### Challenge
Reproduce the data below line for line without changing anything, and omit the pictures.

- - -

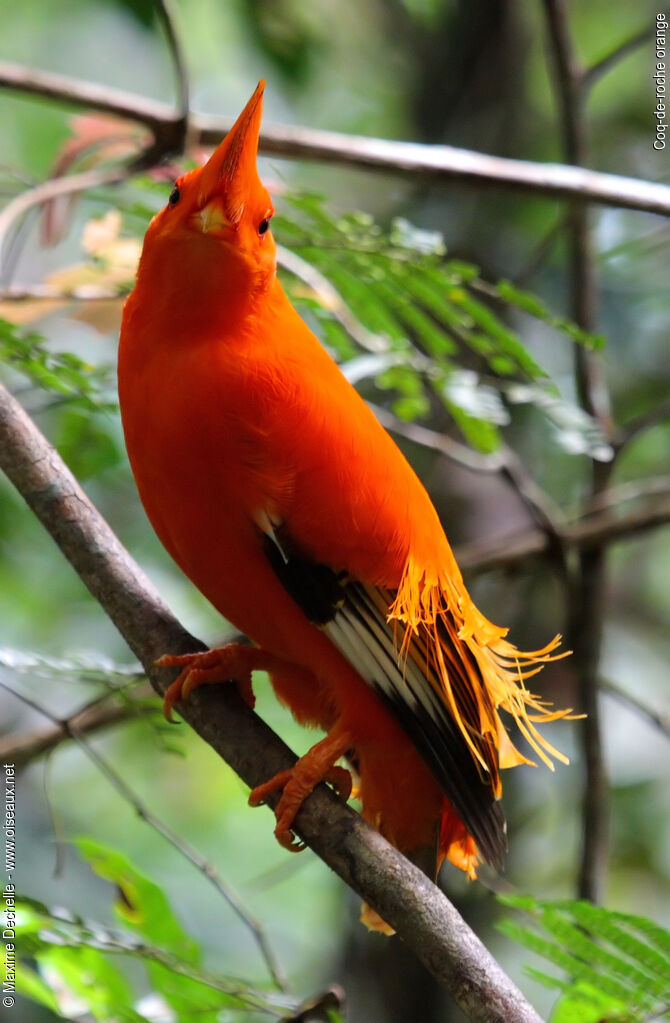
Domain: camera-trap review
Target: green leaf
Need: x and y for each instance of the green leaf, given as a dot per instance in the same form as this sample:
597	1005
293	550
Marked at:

- - -

### Exercise result
Domain: camera-trap review
Target: green leaf
Need: x and y for each instance of the green leaf, given as a dot per instance in the same form as this sample:
597	1005
293	550
Marked at:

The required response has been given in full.